### Exercise instructions
Output every record below exactly as it appears.

### Records for the task
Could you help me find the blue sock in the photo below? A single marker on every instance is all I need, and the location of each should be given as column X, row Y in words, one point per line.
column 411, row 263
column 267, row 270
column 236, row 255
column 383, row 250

### The completed task
Could you help me find the blue sock in the photo below? A single marker on every instance is all I need, and the location of each should be given as column X, row Y in words, one point per line.
column 411, row 263
column 267, row 270
column 236, row 255
column 383, row 250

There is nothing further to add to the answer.